Transcribe the passage from the Haskell signal-handling discussion below, between "I have been" and "it that way.", inclusive.
## start Selected excerpt
2006-04-05 Thread Simon Marlow
On 05 April 2006 13:38, John Meacham wrote:

 On Wed, Apr 05, 2006 at 07:47:08AM -0400, David Roundy wrote:
 For me, asynchronous exceptions are the primary reason to use
 concurrent Haskell.  They're the only way I'm aware of to write a
 program that handles signals in Haskell, and it's be a real shame to
 leave Haskell' programs unable to handle signals--it means that any
 real-world programs that deal with locking or the like will need to
 use non-standard extensions.  Unless you can come up with some other
 way to deal with signals.  Having no chance to clean up when
 control-C is hit isn't an acceptable alternative, and neither is
 simply ignoring control-C and forcing users to run kill (and then
 once again get no chance to clean up!). 
 
 I have been giving signals some thought, and resarching what other
 languages do, and have a semi-proposal-maybe.

We should be careful here: the Haskell standard has so far remained
platform-independent, and I think it would be nice to keep it that way.
## end Selected excerpt
## start Supplied data
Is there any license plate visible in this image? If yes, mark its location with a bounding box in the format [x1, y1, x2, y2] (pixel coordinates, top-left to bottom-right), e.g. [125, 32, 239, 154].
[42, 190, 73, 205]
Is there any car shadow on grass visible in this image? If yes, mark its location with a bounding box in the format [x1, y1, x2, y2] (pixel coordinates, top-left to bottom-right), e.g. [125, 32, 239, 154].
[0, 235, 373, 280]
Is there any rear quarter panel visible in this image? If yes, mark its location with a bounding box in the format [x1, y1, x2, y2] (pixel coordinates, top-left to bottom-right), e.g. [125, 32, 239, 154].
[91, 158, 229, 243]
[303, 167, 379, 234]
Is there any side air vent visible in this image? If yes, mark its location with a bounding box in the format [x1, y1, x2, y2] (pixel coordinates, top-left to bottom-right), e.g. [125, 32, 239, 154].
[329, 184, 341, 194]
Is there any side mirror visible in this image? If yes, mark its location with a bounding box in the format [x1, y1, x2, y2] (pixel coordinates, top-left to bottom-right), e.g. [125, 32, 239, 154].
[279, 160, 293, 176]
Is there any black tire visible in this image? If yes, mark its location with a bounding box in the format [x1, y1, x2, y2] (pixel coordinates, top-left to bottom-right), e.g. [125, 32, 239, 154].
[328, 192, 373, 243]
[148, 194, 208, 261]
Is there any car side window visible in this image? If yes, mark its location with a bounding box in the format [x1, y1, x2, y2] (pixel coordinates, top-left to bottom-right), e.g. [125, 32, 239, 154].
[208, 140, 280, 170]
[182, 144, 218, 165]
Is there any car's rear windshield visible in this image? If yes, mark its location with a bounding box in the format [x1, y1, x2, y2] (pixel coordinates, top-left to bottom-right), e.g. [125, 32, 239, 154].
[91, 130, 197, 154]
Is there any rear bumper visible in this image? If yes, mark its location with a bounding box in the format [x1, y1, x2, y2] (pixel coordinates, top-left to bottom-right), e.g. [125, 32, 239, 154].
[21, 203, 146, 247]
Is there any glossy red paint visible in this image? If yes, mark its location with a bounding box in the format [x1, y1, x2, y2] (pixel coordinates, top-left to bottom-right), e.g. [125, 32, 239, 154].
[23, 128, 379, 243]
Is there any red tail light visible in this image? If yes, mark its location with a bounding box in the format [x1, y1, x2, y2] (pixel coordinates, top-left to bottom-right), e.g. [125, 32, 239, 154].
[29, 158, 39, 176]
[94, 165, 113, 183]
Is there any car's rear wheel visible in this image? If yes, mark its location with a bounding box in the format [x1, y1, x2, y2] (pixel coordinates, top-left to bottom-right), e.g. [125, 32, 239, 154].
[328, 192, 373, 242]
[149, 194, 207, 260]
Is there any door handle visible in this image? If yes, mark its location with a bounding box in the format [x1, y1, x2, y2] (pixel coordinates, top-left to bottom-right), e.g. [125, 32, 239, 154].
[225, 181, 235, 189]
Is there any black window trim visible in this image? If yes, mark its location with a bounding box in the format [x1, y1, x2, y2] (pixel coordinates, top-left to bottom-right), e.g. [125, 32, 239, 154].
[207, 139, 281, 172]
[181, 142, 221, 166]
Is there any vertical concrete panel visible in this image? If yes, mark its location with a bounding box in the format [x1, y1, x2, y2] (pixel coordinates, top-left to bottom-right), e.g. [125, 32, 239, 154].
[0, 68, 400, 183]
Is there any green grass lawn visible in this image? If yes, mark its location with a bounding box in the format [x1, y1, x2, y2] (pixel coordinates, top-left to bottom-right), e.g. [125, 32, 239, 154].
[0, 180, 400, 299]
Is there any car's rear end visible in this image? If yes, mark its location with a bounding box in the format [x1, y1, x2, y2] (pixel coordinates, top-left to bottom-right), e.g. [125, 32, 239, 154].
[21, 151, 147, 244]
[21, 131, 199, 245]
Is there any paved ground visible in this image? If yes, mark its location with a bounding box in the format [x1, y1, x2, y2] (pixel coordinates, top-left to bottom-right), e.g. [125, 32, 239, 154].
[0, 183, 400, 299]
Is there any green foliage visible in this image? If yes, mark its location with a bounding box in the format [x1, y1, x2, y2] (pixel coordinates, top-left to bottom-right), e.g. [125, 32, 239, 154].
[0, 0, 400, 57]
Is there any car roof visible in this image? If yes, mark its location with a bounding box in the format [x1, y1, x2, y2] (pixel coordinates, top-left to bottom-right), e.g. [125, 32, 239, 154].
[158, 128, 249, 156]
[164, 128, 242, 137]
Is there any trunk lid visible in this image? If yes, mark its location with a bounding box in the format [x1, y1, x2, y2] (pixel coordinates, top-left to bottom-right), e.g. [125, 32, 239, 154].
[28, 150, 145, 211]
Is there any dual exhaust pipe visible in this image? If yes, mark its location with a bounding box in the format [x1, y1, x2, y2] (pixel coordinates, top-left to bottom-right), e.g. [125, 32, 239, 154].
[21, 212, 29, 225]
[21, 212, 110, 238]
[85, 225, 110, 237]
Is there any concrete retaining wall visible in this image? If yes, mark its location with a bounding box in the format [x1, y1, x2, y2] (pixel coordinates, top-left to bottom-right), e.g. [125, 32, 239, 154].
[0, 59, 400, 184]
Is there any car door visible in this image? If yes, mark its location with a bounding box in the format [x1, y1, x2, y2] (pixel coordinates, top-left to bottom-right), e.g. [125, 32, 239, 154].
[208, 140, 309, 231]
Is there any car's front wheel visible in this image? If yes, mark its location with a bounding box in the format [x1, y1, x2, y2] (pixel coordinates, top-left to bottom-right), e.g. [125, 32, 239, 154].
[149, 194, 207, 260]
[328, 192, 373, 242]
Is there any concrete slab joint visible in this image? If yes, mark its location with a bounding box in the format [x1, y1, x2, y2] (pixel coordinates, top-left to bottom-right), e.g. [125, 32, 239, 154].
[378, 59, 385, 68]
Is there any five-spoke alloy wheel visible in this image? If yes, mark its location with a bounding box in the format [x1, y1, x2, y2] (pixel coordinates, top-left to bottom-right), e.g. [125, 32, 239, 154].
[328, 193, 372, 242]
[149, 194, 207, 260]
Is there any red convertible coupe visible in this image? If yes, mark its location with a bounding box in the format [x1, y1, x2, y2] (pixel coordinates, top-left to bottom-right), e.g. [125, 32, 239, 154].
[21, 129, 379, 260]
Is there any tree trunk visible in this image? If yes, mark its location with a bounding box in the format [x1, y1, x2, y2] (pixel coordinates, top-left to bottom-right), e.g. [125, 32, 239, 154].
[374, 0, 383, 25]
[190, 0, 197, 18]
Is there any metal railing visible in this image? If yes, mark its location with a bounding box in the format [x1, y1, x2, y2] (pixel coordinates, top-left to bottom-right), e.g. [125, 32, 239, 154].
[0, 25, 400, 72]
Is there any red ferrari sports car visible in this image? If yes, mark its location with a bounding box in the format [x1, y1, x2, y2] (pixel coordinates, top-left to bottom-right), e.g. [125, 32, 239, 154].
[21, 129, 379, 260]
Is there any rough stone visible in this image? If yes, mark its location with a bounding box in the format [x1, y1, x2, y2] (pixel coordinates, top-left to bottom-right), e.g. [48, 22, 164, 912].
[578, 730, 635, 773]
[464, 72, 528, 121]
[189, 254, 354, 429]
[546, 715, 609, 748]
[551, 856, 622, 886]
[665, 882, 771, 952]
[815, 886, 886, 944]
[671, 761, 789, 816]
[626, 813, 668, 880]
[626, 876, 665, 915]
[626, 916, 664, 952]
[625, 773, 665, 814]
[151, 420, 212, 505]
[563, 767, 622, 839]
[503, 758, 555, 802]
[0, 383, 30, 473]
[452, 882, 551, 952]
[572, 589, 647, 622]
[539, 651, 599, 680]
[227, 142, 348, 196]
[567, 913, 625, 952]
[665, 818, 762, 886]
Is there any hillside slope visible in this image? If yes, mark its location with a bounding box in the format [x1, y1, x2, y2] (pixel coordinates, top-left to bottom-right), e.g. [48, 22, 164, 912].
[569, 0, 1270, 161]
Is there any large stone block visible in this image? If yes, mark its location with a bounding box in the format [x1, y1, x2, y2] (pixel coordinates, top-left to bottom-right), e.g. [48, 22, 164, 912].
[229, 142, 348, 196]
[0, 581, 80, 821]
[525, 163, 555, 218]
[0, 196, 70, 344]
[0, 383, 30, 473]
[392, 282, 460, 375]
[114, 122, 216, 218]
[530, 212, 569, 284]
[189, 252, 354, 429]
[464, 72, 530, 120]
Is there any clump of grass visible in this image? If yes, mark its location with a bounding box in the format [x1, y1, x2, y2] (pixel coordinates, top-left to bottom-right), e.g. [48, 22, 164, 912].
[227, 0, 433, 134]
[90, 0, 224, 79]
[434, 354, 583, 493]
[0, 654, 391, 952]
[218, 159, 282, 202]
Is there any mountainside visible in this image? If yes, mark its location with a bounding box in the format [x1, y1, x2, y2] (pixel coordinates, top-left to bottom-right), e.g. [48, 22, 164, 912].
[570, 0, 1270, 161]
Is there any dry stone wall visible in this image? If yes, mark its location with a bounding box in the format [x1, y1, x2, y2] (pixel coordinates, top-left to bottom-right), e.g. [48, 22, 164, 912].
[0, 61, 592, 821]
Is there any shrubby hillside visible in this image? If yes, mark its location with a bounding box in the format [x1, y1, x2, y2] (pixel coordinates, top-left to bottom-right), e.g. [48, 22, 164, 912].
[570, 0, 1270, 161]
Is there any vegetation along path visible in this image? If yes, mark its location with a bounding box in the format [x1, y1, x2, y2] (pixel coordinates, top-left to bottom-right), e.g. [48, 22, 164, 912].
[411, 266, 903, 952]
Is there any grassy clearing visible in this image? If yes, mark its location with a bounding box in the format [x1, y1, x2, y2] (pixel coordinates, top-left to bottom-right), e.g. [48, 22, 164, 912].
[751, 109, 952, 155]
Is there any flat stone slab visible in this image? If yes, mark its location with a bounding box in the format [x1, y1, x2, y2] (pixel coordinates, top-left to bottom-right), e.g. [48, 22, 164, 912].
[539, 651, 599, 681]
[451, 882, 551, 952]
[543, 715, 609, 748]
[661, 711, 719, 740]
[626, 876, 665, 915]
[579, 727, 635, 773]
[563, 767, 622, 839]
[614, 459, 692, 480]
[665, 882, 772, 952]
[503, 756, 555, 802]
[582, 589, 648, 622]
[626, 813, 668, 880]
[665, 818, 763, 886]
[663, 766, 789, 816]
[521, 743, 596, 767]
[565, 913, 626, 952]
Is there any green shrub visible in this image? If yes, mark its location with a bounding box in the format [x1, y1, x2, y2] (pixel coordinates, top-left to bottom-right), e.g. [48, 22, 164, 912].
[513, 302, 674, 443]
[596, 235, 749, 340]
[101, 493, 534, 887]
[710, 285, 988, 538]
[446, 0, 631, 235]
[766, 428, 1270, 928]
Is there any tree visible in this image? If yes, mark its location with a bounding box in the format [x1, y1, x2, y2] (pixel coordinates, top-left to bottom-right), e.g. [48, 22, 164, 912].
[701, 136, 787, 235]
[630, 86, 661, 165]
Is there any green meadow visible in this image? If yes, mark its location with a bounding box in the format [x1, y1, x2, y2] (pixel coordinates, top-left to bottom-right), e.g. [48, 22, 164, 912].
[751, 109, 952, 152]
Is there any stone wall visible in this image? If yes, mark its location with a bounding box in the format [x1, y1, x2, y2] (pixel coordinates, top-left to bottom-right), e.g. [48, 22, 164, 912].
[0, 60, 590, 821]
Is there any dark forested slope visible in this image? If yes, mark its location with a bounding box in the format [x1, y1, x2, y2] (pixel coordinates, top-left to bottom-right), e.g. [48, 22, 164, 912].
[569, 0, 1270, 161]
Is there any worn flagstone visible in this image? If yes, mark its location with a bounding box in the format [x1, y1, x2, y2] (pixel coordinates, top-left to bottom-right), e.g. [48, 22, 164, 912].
## end Supplied data
→ **Output below**
I have been giving signals some thought, and resarching what other
 languages do, and have a semi-proposal-maybe.

We should be careful here: the Haskell standard has so far remained
platform-independent, and I think it would be nice to keep it that way.